(Extracted information)
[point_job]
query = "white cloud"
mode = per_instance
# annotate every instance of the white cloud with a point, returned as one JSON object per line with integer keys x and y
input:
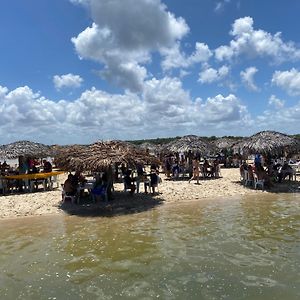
{"x": 248, "y": 78}
{"x": 122, "y": 38}
{"x": 174, "y": 58}
{"x": 276, "y": 102}
{"x": 210, "y": 75}
{"x": 220, "y": 110}
{"x": 164, "y": 108}
{"x": 67, "y": 81}
{"x": 256, "y": 43}
{"x": 288, "y": 81}
{"x": 220, "y": 5}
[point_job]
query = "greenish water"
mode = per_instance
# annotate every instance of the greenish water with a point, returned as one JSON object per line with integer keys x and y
{"x": 246, "y": 248}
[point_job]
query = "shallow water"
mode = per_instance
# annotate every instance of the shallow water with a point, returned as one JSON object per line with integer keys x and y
{"x": 243, "y": 248}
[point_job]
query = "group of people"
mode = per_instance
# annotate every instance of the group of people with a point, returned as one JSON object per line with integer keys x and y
{"x": 72, "y": 183}
{"x": 274, "y": 172}
{"x": 192, "y": 166}
{"x": 133, "y": 183}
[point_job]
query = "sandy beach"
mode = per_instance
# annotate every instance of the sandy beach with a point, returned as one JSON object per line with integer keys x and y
{"x": 169, "y": 191}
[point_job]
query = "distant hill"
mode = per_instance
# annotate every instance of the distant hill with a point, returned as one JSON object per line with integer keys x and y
{"x": 161, "y": 141}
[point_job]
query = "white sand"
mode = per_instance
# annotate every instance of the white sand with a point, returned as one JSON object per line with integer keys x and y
{"x": 42, "y": 203}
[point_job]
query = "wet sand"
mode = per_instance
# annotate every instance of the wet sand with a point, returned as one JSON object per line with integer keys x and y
{"x": 169, "y": 191}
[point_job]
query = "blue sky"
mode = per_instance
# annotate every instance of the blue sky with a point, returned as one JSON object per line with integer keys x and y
{"x": 76, "y": 71}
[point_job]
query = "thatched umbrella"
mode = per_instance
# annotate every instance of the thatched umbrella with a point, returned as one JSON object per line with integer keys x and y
{"x": 224, "y": 143}
{"x": 188, "y": 143}
{"x": 271, "y": 142}
{"x": 152, "y": 148}
{"x": 101, "y": 155}
{"x": 26, "y": 149}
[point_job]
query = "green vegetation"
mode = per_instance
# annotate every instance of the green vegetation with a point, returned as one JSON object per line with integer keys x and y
{"x": 161, "y": 141}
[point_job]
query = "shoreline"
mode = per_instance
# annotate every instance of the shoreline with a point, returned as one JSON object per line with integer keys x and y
{"x": 16, "y": 206}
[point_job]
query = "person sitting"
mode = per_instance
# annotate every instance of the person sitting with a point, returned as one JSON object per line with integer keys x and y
{"x": 100, "y": 189}
{"x": 285, "y": 171}
{"x": 70, "y": 189}
{"x": 129, "y": 182}
{"x": 47, "y": 166}
{"x": 5, "y": 166}
{"x": 175, "y": 170}
{"x": 196, "y": 171}
{"x": 206, "y": 168}
{"x": 262, "y": 175}
{"x": 154, "y": 180}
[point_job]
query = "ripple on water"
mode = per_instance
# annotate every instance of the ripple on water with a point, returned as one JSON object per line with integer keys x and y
{"x": 245, "y": 248}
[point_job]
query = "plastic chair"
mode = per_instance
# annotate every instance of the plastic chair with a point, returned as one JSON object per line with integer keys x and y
{"x": 247, "y": 180}
{"x": 258, "y": 182}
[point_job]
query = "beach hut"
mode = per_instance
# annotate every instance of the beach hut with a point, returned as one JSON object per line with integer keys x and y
{"x": 190, "y": 143}
{"x": 268, "y": 142}
{"x": 225, "y": 143}
{"x": 100, "y": 155}
{"x": 25, "y": 149}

(Task)
When a line holds the string "cloud", pull it out of the listing.

(The completed task)
query = "white cloud"
# annotate every instance of the white cloud with a point, returned as one JSON object per line with integer keys x and y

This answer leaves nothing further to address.